Output, without any change, the listing below from its opening line up to and including the line with "Note: we are tagging the goalie helmet".
○ ○ ○ ○ ○ ○ ○
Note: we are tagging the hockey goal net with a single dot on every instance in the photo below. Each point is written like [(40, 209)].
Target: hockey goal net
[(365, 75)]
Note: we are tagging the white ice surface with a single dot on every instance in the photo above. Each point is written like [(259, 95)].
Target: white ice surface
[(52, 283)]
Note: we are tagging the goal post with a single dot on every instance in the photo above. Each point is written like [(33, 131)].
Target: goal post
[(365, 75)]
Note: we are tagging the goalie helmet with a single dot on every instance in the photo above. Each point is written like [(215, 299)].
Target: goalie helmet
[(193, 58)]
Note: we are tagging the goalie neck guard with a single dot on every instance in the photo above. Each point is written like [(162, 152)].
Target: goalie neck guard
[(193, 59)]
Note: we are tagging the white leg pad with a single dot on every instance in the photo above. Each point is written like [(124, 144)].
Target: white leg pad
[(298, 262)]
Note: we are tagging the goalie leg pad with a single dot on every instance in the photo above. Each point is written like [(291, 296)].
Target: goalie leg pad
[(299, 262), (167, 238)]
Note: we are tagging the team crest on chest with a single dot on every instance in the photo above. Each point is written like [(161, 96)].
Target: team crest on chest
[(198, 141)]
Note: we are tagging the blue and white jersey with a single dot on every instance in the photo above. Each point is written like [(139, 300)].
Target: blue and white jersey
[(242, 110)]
○ ○ ○ ○ ○ ○ ○
■ Written reply
Note: we are tagging the hockey goal net with a single dot on every instance in the photo below. Each point is written like [(40, 209)].
Target: hockey goal net
[(365, 75)]
Note: we are tagging the white ice surface with a single dot on every instance in the photo above. Each point is written like [(259, 95)].
Target: white ice surface
[(52, 283)]
Note: we are tagging the goal post with a single dot on every instance in the photo above. Each point is written like [(33, 131)].
Target: goal post
[(365, 75)]
Note: we are tagging the goalie helmet with a single dot on every instance in the photo above. Each point is written like [(215, 299)].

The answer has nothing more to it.